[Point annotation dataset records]
========================================

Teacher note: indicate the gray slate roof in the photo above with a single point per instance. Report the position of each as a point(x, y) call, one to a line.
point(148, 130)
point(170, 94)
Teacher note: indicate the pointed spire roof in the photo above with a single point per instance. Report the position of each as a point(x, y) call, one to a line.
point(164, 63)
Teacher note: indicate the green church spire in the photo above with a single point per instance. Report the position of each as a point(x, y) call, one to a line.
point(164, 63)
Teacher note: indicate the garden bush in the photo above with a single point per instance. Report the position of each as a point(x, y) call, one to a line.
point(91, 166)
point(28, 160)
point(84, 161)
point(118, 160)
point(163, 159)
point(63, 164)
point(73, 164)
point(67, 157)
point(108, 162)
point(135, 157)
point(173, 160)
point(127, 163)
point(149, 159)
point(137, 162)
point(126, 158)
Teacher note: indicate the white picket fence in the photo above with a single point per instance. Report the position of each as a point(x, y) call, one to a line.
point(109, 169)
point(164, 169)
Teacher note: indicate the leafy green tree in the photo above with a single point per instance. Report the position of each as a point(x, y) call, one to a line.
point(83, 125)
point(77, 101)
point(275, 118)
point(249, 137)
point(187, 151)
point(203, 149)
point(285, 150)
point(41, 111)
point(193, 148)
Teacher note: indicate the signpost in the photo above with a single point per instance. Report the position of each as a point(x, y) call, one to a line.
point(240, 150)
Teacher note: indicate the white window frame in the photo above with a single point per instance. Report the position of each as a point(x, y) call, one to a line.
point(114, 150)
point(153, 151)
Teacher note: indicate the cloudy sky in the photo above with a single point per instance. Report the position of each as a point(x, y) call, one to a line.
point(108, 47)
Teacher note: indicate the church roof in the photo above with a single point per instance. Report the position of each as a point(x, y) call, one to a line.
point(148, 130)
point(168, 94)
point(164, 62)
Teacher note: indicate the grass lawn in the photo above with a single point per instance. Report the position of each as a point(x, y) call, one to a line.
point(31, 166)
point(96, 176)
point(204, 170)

========================================

[Direction]
Starting with the first line of the data above and continuing through the line that contains "point(164, 169)", with both ends included, can you write out every line again, raising each point coordinate by 84 and leaving all else unchanged?

[The reply]
Teacher note: indicate the gray slate roof in the photo above with a single point per instance. Report the position of each as a point(x, y) call, one to a line.
point(232, 214)
point(254, 178)
Teacher note: indicate the pointed spire roof in the photo above with a single point per instance. Report the position of each as a point(x, y) call, one to a line.
point(248, 147)
Teacher note: indicate the green church spire in the photo above with a single point per instance. Report the position of each as a point(x, y) call, one to a line.
point(248, 147)
Teacher note: indicate the garden bush in the photo above with a single point per instance. Report the position of each as a point(x, y) call, one to a line.
point(175, 250)
point(112, 244)
point(168, 245)
point(202, 244)
point(247, 243)
point(147, 248)
point(157, 248)
point(151, 241)
point(192, 246)
point(219, 241)
point(257, 244)
point(211, 247)
point(233, 243)
point(221, 246)
point(210, 242)
Teacher note: indicate the white picket fence in the photo above with a single point per instance. Report the position of each as a point(x, y) call, one to a line.
point(193, 253)
point(248, 253)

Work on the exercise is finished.